Aim of the task:
Reproduce the listing below word for word.
** Dataset records follows **
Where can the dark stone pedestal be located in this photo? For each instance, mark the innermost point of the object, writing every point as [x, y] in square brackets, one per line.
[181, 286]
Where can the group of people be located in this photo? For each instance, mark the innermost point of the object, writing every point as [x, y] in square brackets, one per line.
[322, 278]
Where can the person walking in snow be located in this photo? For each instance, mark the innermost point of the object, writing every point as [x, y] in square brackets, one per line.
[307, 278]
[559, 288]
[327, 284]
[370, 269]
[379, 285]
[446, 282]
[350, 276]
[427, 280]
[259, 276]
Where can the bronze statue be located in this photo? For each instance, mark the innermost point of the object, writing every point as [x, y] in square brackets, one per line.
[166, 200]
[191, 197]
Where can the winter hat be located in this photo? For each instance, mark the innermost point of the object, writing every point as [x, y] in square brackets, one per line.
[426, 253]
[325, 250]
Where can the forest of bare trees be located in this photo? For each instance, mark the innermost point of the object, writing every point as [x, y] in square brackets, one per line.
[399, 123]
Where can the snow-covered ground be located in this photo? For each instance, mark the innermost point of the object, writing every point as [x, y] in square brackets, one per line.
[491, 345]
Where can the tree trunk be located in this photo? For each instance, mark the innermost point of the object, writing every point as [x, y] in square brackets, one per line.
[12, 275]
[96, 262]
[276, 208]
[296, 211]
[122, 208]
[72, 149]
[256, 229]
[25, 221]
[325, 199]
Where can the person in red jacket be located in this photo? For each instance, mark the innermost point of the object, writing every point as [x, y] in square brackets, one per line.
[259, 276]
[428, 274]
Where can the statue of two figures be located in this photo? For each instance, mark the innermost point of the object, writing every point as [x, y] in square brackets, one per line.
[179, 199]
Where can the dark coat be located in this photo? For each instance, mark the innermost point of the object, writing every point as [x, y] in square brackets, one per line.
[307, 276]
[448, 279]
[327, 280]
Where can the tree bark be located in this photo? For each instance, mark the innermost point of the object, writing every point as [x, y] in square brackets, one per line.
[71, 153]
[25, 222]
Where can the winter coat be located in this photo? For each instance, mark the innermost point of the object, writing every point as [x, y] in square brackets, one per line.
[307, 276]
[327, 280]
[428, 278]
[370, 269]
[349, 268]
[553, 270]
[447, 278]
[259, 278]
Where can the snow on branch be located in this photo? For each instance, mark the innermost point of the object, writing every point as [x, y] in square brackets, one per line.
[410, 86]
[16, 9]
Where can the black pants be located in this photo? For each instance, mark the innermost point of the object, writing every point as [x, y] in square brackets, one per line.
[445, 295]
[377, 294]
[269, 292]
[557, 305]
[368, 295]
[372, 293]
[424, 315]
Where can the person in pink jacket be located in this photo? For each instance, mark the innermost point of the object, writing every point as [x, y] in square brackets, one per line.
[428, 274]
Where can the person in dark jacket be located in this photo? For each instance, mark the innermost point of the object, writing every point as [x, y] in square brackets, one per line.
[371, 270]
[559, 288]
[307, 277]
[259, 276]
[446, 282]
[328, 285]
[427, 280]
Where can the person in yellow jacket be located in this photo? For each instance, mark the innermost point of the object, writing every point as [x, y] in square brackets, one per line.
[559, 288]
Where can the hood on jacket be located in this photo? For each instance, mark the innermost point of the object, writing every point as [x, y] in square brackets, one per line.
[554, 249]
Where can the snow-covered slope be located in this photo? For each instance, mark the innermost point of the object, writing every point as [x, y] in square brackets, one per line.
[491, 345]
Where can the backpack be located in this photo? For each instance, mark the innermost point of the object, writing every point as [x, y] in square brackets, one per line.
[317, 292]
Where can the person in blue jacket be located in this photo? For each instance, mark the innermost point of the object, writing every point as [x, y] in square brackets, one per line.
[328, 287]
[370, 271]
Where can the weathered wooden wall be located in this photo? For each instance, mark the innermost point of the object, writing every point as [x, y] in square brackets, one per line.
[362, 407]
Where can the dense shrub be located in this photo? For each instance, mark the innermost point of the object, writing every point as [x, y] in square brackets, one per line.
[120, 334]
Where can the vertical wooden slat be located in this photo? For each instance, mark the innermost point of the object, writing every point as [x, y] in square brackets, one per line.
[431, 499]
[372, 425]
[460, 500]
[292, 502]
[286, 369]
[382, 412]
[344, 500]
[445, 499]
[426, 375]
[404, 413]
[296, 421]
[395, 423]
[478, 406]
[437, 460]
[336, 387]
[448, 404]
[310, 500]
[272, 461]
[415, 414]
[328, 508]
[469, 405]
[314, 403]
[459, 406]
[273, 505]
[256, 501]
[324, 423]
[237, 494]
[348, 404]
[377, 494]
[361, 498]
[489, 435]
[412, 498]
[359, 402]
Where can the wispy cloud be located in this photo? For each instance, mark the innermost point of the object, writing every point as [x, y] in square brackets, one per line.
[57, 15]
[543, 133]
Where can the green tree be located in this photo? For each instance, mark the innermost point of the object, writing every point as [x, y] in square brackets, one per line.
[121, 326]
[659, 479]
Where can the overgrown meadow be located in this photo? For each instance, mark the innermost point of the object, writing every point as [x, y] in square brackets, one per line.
** End of Dataset records **
Task answer:
Where can the dark stone pedestal be located in this photo? For each instance, mark the innermost point of the object, writing every point as [x, y] in square brackets, one per line.
[181, 286]
Where can the group of people be located in this photo? For each instance, mark the innermost point of the object, writing every point as [x, y] in square brackets, one per line.
[322, 278]
Where can the person walking in snow be located in this photo? For each instance, mark the innermost point of the object, writing every point as [x, y] in square brackets, one per line.
[307, 278]
[559, 288]
[327, 284]
[370, 269]
[379, 285]
[446, 282]
[350, 276]
[427, 280]
[259, 276]
Where can the bronze statue be located in this photo? For each instance, mark the innermost point of the object, writing every point as [x, y] in square brackets, one per line.
[166, 200]
[191, 197]
Where can the winter hat be located in this photo? For each instance, mark the innermost point of the object, writing every point as [x, y] in square brackets, one per line.
[426, 253]
[325, 250]
Where can the forest of bare trees be located in this photo? For each instance, mark the innermost point of the object, writing every point as [x, y] in square brackets, one per line.
[399, 123]
Where can the snow-covered ground be located in this photo? For each instance, mark the innermost point of the object, writing every point as [x, y] in square brackets, one per line.
[491, 345]
Where can the tree trunk be located in this photo? For each instance, mark the innermost point of the object, writing every point as [x, y] in square brackets, one per line.
[12, 275]
[96, 262]
[276, 208]
[296, 211]
[122, 208]
[72, 149]
[256, 229]
[25, 221]
[325, 199]
Where can the person in red jacket be located in this photo? For each instance, mark the innermost point of the object, writing every point as [x, y] in square brackets, one per line.
[259, 276]
[428, 274]
Where can the statue of two figures be located in this photo? For each instance, mark the innermost point of the object, writing every point as [x, y] in square brackets, one per line.
[179, 199]
Where can the dark coat be located in this photo? For each instance, mark the innermost point of the object, writing every point as [x, y] in square brackets, one per line.
[307, 276]
[448, 279]
[327, 280]
Where can the tree bark be located in this photo? For each instance, mark the innermost point of the object, writing every point as [x, y] in square brackets, one per line.
[71, 153]
[25, 222]
Where can the winter coat be located in this photo? For each instance, mark the innermost point of the object, writing every point as [x, y] in square brackets, one per line.
[307, 276]
[327, 280]
[428, 278]
[370, 269]
[349, 268]
[553, 270]
[447, 278]
[259, 278]
Where can the snow on branch be located in this photo? For each instance, mark the innermost point of the object, writing every point as [x, y] in square brackets, one per line.
[410, 86]
[16, 9]
Where can the black pants be located in this photo? For each instance, mark the innermost point of the object, writing every point as [x, y] in square brackets, one per line.
[445, 295]
[377, 294]
[269, 292]
[557, 305]
[368, 295]
[372, 293]
[424, 315]
Where can the person in pink jacket be located in this photo? For each instance, mark the innermost point of the object, writing every point as [x, y] in square brackets, one per line.
[428, 274]
Where can the person in dark jacket be located in this photo? For each instance, mark the innermost point of the object, writing every point as [x, y] in square brackets, one per line.
[371, 270]
[559, 288]
[307, 277]
[259, 276]
[446, 282]
[328, 285]
[427, 280]
Where can the person in yellow jacket be located in this photo? For each instance, mark the innermost point of the object, writing every point as [x, y] in square brackets, one per line.
[559, 288]
Where can the hood on jacket be located in this photo? For each instance, mark the innermost point of the object, writing every point as [x, y] in square brackets, one per line.
[554, 249]
Where can the snow-covered slope be located in this photo? For each instance, mark the innermost point of the object, writing every point as [x, y] in square brackets, one per line.
[491, 345]
Where can the backpack be located in this photo? For each instance, mark the innermost point of the object, writing every point as [x, y] in square brackets, one per line.
[317, 292]
Where can the person in blue jacket be located in this photo? For each instance, mark the innermost point of the object, writing every point as [x, y] in square brackets, one per line.
[328, 287]
[370, 271]
Where can the weathered wooden wall be located in this photo? For each instance, mark the innermost point of the object, writing every point as [x, y] in square brackets, one per line.
[362, 407]
Where can the dense shrub be located in this photo? For each instance, mark the innermost point of the object, writing every point as [x, y] in square brackets, one per line.
[120, 334]
Where can the vertical wooden slat be located in this photo? For each instance, mark the innermost point of the object, writing every point as [x, y] in square brackets, one per line.
[431, 499]
[372, 425]
[460, 500]
[292, 502]
[286, 369]
[382, 412]
[344, 500]
[445, 499]
[426, 375]
[404, 413]
[296, 421]
[395, 423]
[478, 406]
[437, 460]
[336, 387]
[448, 404]
[310, 500]
[272, 461]
[415, 414]
[328, 508]
[469, 405]
[314, 403]
[459, 406]
[273, 505]
[256, 501]
[324, 423]
[237, 494]
[348, 404]
[377, 494]
[361, 498]
[489, 435]
[412, 498]
[359, 402]
Where can the wispy cloud be located in this photo? For each instance, mark the innermost point of the object, writing every point as [x, y] in square brackets, one per line.
[57, 15]
[543, 133]
Where can the green tree be located in this photo? For each instance, mark the innermost point of the object, writing every point as [x, y] in square brackets, one per line.
[121, 326]
[659, 479]
Where can the overgrown meadow be located in this photo? For each instance, mark the innermost point of the object, writing every point as [x, y] in square brackets, one per line.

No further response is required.